[LESETEXT]:
┌──
Ein Land, das nicht mehr Deutsch kann

Welches Land ist das? Ausgerechnet Deutsch-Land. 

In der Schule bei meinem Enkel habe ich es schon gesehen und jetzt lese ich es gerade in der BILD am SONNTAG: Ein Fußballverein hat einen „Ort für ganz besondere Fans“, nämlich Autisten, eingerichtet und ihn mit einem „Snoeselraum“ verbunden. Besonders gut sind solche Worte für Lese-Rechtschreib-Schwache und Zugewanderte, die die Sprache ihres neuen Zuhause-Landes lernen wollen (sollen).

„Snoeseln“ ist ein neugebildetes Mischwort, das von den niederländischen Worten für „Schnuppern“ und „Dösen“ kommt. Es ist ausnahmsweise mal nicht englischen Ursprungs, hört sich aber immerhin und wenigstens so an. Das deutsche Wort „Entspannungsraum“ reicht jedenfalls nicht, es ist nicht besonders und nicht schick genug. Das würde ja jeder, der mit der deutschen Sprache aufwächst bzw. aufgewachsen ist, auf Anhieb verstehen. Wo kämen wir denn da hin, dann könnten wir uns ja gleich von den ganzen überflüssigen Anglizismen verabschieden, die die Verständigung hier immer schwieriger machen, jedenfalls für die, die Deutsch „früher mal“ richtig konnten?

Alles, was neu ist, darf auf keinen Fall in der hier gewachsenen Sprache ausgedrückt werden. /1/ Dafür braucht es dann unbedingt ein englisches oder wenigstens so klingendes Wort. Ganz nebenbei und beständig teilen wir allen, die hier leben, auf diese Weise mit, dass wir nicht auf uns selbst vertrauen können und wollen, sondern dass wir unbedingt einen großen sprachlich-kulturellen Bruder brauchen, der uns an die Hand nimmt.

Die Sowjetunion wurde auch als großer Bruder der DDR bezeichnet, die kulturell-sprachliche Selbstbehauptung der Deutschen in der DDR gegenüber der sowjetischen Führungsmacht war allerdings um ein Vielfaches höher als die der Deutschen in der BRD gegenüber ihrer US-amerikanischen Führungsmacht. Aber die Führungsmächte alter Art sterben ab. Um die Sowjetunion ist es schon geschehen. Die USA folgen ihr, langsam und mit gebührendem Abstand.

Jedenfalls staunt der ganze „Westen“, dass er nicht mehr den Mittelpunkt der Welt ausmacht, sondern dass sich mit den BRICS-Staaten ein anderer Bund formiert, der „dem Westen“ heute schon wirtschaftlich überlegen ist. So schnell können die Etablierten, mir scheint, besonders die in Deutschland, gar nicht gucken, wie sich der „freie“ und „demokratische“ Westen aus dem Mittelpunkt der Welt verabschiedet.
└──
[AUFGABEN ZUR ÜBUNG]:
**A)** Was teilen wir laut dem Lesetext allen, die hier leben, mit, wenn wir für alles Neue ein englisches oder englisch klingendes Wort brauchen? Antworte in ein bis drei Sätzen.
**B)** Wie könnte der Lesetext über die deutsche Sprache nach seinem letzten Satz weitergehen? Führe ihn fort.

[MATERIAL]:
┌──
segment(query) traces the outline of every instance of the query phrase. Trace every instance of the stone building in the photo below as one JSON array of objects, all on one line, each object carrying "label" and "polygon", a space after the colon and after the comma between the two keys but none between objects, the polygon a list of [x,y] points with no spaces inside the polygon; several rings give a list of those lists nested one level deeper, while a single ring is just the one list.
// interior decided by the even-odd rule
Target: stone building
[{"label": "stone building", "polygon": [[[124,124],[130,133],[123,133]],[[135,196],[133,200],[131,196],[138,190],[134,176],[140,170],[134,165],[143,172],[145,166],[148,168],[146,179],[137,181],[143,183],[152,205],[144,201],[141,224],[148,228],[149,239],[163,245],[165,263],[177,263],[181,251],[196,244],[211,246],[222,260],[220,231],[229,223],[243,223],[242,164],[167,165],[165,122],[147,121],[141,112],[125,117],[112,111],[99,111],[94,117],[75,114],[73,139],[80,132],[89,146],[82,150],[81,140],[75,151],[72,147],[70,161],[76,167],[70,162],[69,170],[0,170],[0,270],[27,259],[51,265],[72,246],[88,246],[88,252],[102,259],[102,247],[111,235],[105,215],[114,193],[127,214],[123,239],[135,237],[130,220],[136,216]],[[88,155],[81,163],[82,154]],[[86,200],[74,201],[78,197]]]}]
└──
[LÖSUNGEN]:
**A)** Wir teilen ihnen ganz nebenbei und beständig mit, dass wir nicht auf uns selbst vertrauen können und wollen. Stattdessen brauchen wir unbedingt einen großen sprachlich-kulturellen Bruder, der uns an die Hand nimmt.

**B)**
Ich war verblüfft, wie rasend schnell sich das Alte in der DDR im Jahr 1989  – die, die nicht mehr Deutsch können (wollen), sagen: „in 1989“ – auflöste. Und das, obwohl sich die Regierenden mit Händen und Füßen dagegen sträubten, insbesondere ihren Inlandsgeheimdienst, die Staatssicherheit, dagegen in Stellung brachten. Es kam mir vor wie das immer rasendere Abrollen der Tonbandspule, auf der nur noch wenig Band ist.

Heute wird der „Verfassungsschutz“ als Inlandsgeheimdienst eingesetzt, um den „freien Westen“ in Deutschland zu retten. Gegen den gerechten Volkszorn kommt aber keiner an, wenn die Probleme, die ihn hervorrufen, nicht wirklich und praktisch angegangen werden. Weder die einen konnten das, noch die anderen werden das können. Wenn es dazu kommt, hoffe ich nur, dass der Gesellschaftswandel – damit mich auch die „freien Westdemokraten“ verstehen: der „regime change“ – auch diesmal ohne Blutvergießen gelingen wird, friedlich und gewaltfrei wie 1989 in der DDR.

Bezüglich der Sprache muss ich zugeben, dass sich auch die BRICS-Staaten vorläufig mit dem Englischen als Verkehrssprache behelfen, wahrscheinlich allein schon deswegen, weil es in Indien, einer der Hauptmächte der „neuen Zeit“, auch national als verbindende Verkehrssprache dient.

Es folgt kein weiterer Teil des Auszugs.